# Exercise brief:
Reproduce all of the data below word for word, but omit the pictures.
===== Given data =====
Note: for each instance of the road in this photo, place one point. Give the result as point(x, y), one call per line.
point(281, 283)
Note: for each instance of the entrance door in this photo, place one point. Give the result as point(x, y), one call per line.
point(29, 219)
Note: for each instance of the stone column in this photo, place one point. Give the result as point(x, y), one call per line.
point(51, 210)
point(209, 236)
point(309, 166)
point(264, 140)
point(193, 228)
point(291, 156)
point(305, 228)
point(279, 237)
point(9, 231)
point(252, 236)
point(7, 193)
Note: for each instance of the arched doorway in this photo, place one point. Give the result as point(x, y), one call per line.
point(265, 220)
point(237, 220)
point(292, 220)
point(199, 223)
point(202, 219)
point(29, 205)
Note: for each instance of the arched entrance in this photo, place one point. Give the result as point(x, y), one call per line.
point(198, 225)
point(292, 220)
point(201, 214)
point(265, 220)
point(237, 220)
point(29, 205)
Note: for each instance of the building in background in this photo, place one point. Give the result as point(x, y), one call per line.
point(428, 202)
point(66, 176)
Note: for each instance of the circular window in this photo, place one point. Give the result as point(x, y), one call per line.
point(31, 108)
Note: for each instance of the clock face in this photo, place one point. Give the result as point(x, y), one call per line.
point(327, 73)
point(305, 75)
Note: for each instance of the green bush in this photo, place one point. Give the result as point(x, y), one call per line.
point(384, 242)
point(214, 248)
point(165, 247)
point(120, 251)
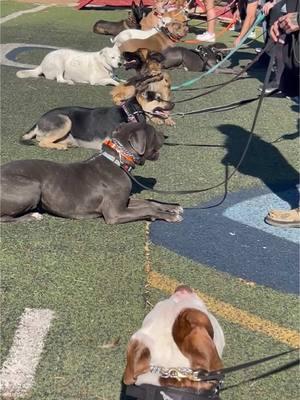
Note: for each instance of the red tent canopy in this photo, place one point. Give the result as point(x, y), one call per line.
point(112, 3)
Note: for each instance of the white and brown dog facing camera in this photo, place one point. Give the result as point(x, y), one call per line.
point(179, 339)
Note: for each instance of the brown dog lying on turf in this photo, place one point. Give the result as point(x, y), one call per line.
point(153, 19)
point(150, 76)
point(89, 189)
point(115, 27)
point(167, 37)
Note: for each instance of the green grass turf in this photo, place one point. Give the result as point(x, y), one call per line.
point(91, 274)
point(9, 6)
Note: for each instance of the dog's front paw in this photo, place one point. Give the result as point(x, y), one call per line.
point(170, 122)
point(178, 210)
point(174, 218)
point(156, 121)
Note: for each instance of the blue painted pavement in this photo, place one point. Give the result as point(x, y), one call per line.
point(233, 238)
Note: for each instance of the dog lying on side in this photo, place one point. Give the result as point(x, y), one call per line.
point(133, 34)
point(153, 18)
point(70, 66)
point(73, 126)
point(115, 27)
point(150, 76)
point(89, 189)
point(167, 37)
point(178, 333)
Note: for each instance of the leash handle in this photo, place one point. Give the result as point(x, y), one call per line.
point(258, 20)
point(226, 180)
point(249, 364)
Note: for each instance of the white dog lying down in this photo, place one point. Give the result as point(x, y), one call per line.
point(132, 34)
point(69, 66)
point(128, 34)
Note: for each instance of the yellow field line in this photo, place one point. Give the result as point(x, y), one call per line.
point(231, 313)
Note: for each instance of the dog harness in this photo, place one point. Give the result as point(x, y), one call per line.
point(124, 158)
point(174, 38)
point(133, 111)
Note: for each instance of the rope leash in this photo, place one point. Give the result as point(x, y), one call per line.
point(228, 177)
point(190, 82)
point(235, 78)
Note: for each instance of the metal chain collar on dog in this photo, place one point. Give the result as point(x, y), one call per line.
point(186, 373)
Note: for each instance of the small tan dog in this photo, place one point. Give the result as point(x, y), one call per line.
point(152, 83)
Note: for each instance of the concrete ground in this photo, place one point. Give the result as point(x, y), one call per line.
point(97, 282)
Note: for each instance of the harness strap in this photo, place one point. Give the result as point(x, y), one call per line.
point(258, 20)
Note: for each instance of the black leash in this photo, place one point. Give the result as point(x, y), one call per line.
point(224, 107)
point(271, 372)
point(236, 77)
point(226, 180)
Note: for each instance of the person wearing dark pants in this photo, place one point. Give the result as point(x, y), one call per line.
point(289, 85)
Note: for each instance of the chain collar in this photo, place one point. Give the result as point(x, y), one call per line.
point(132, 112)
point(174, 38)
point(180, 373)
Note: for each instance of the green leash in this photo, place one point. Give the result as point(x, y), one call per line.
point(258, 20)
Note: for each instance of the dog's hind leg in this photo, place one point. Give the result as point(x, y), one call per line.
point(20, 198)
point(60, 79)
point(49, 139)
point(23, 218)
point(32, 133)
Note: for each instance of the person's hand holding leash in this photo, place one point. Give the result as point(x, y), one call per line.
point(267, 7)
point(289, 23)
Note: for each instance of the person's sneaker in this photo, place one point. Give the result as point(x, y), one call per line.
point(252, 35)
point(272, 87)
point(236, 27)
point(206, 37)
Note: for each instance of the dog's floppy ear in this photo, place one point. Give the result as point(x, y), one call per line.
point(193, 333)
point(138, 361)
point(122, 92)
point(138, 142)
point(153, 55)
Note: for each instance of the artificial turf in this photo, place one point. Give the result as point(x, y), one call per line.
point(92, 275)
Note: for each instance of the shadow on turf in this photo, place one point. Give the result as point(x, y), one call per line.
point(149, 182)
point(263, 161)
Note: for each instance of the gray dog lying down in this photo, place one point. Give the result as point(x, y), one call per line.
point(93, 188)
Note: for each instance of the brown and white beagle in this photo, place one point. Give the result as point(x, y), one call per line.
point(178, 333)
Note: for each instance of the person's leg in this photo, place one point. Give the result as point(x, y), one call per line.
point(209, 35)
point(211, 16)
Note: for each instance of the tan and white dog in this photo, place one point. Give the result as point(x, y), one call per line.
point(178, 333)
point(70, 66)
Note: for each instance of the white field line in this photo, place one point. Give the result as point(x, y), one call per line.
point(18, 370)
point(8, 47)
point(19, 13)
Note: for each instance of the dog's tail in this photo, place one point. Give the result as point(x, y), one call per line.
point(29, 135)
point(30, 73)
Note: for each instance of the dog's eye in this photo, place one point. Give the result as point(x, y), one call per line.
point(151, 96)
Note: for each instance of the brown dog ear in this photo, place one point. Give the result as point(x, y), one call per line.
point(193, 333)
point(122, 92)
point(138, 361)
point(138, 142)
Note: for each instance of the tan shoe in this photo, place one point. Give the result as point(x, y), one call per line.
point(288, 219)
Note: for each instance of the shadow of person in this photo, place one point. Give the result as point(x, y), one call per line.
point(263, 161)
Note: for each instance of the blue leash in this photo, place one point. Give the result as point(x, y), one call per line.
point(259, 19)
=====
# Written response:
Note: for each instance of the road in this photo, place one point. Give the result as point(x, y), one call per line.
point(281, 283)
Note: for each instance of the entrance door in this photo, place one point. Give the result as point(x, y), one call per line.
point(29, 219)
Note: for each instance of the stone column in this photo, place one point. Give the result as point(x, y), one call per line.
point(51, 210)
point(209, 236)
point(309, 166)
point(264, 140)
point(193, 228)
point(291, 156)
point(305, 228)
point(279, 237)
point(9, 231)
point(252, 236)
point(7, 193)
Note: for each instance of the arched doorway in this photo, place one point. Give the result as point(x, y), one call per line.
point(265, 220)
point(237, 220)
point(292, 220)
point(199, 223)
point(202, 219)
point(29, 205)
Note: for each instance of the arched entrance in this photo, place one point. Give the result as point(x, y), one call per line.
point(198, 225)
point(292, 220)
point(201, 214)
point(265, 220)
point(237, 220)
point(29, 205)
Note: for each instance of the building in background in this photo, place one point. Give the result as point(x, y), one call per line.
point(428, 202)
point(66, 176)
Note: for each instance of the circular window in this photo, place one point. Give the result as point(x, y), one call per line.
point(31, 108)
Note: for each instance of the clock face in this photo, place one point. Give the result as point(x, y), one call per line.
point(327, 73)
point(305, 75)
Note: for each instance of the green bush in this photo, place one point. Give the result as point(x, y), one call per line.
point(384, 242)
point(214, 248)
point(165, 247)
point(120, 251)
Note: for each instance of the red tent canopy in this photo, place one point. Give the result as point(x, y), one call per line.
point(112, 3)
Note: for each instance of the white and brown dog facing camera in this photo, place one point. Give the result as point(x, y), one call per line.
point(179, 339)
Note: for each instance of the brown dog lying on turf in this photo, place one point. Give the result as point(x, y), one call per line.
point(153, 19)
point(150, 76)
point(89, 189)
point(115, 27)
point(167, 37)
Note: for each instance of the green grass turf in this photo, place one point. Give the result as point(x, y), one call per line.
point(91, 274)
point(9, 6)
Note: for each instance of the dog's front paw in this photo, place one point. Give the result as point(x, y), one call per line.
point(170, 122)
point(178, 210)
point(174, 218)
point(156, 121)
Note: for each instance of the blue painted pavement in this photo, place one point. Give the result as point(x, y), one call per line.
point(233, 238)
Note: for each instance of the dog lying on side in this photo, place one point. Give the result as point(x, y), one call per line.
point(133, 34)
point(153, 18)
point(70, 66)
point(73, 126)
point(115, 27)
point(150, 76)
point(89, 189)
point(167, 37)
point(178, 333)
Note: for each instance of the leash handle in this photo, place one point. Give the result as point(x, y), one call per line.
point(258, 20)
point(226, 180)
point(249, 364)
Note: for each instance of the white dog lying down in this photo, place one point. Give the result as point(x, y), one call per line.
point(132, 34)
point(69, 66)
point(128, 34)
Note: for each instance of the yellow field line in this photo, place one point. Give the result as point(x, y), one call per line.
point(231, 313)
Note: for each instance of the dog harness in this photo, place one point. Give the result as point(x, y), one call per line.
point(124, 158)
point(174, 38)
point(133, 111)
Note: for each instance of the rope leash in this photo, place one point. Give the result as point(x, y), one call per line.
point(228, 177)
point(190, 82)
point(235, 78)
Note: for each instance of the metal chain collar on dog in this photo, place one point. Give the result as point(x, y), one call per line.
point(186, 373)
Note: for each instance of the small tan dog in this photo, place one point. Give the result as point(x, y), one call per line.
point(152, 83)
Note: for each instance of the concrete ground in this photo, place one point. Give the result as point(x, y), one call per line.
point(97, 282)
Note: for each instance of the harness strap in this photo, place one point. Give the result as point(x, y), one call per line.
point(258, 20)
Note: for each instance of the black leash in this photo, place one point. Give the result as point(x, y), one call per line.
point(224, 107)
point(271, 372)
point(236, 77)
point(226, 180)
Note: for each instance of the person wearing dark pants in this photo, place one point. Give the result as point(x, y), one call per line.
point(289, 85)
Note: for each instance of the chain collar in this photo, place one point. Give the result as point(x, y), one call per line.
point(132, 112)
point(174, 38)
point(180, 373)
Note: for each instance of the green leash in this photo, place one point. Give the result as point(x, y), one call per line.
point(258, 20)
Note: for each instance of the dog's hind leg in this photo, place one point. Give the result as point(x, y), one call per line.
point(20, 198)
point(60, 79)
point(49, 139)
point(23, 218)
point(32, 133)
Note: for each instance of the person's hand holding leash in this photo, place one point. Give the result as point(x, y), one call per line.
point(267, 7)
point(289, 23)
Note: for each instance of the person's sneaker in this photo, place one point. Give the result as point(x, y), one call per line.
point(252, 35)
point(272, 87)
point(236, 27)
point(206, 37)
Note: for each instance of the dog's floppy ear in this photo, place one point. Give the result as point(x, y), one call per line.
point(193, 333)
point(138, 361)
point(122, 92)
point(138, 142)
point(153, 55)
Note: for each instance of the artificial turf in this photo, place one point. Give the result as point(x, y), one call per line.
point(92, 275)
Note: for each instance of the shadow on turf in this photo, place one point. Give the result as point(x, y), one call per line.
point(149, 182)
point(263, 161)
Note: for each instance of the gray dog lying down in this photo, place one point. Give the result as point(x, y), one call per line.
point(93, 188)
Note: for each instance of the brown and white beagle in this photo, place one point. Give the result as point(x, y), one call per line.
point(178, 333)
Note: for each instance of the person's leg in this photo, place one point. Give the result as point(x, y), one call per line.
point(209, 35)
point(211, 16)
Note: for each instance of the tan and white dog in this photo, place one point. Give the result as point(x, y), one call per line.
point(178, 333)
point(70, 66)
Note: for each instance of the white field line in this photo, place one point. Give the result as point(x, y), one call per line.
point(18, 370)
point(8, 47)
point(19, 13)
Note: for each instance of the dog's tail in this photo, place one point. Give the result as point(x, y), one call per line.
point(29, 135)
point(30, 73)
Note: for each instance of the dog's eye in this photo, place one point. Give the result as point(x, y), one call per line.
point(151, 96)
Note: for each instance of the brown dog ear in this photo, place one point. Give the result as point(x, y), one call per line.
point(193, 333)
point(122, 92)
point(138, 361)
point(138, 142)
Note: for each instance of the tan shoe in this photo, place one point. Give the result as point(x, y), one call per line.
point(288, 219)
Note: for each instance of the shadow of person in this photo, place one point. Give the result as point(x, y), one call per line.
point(263, 161)
Note: for each instance of the blue leash in this photo, place one point. Give the result as point(x, y), one call per line.
point(259, 19)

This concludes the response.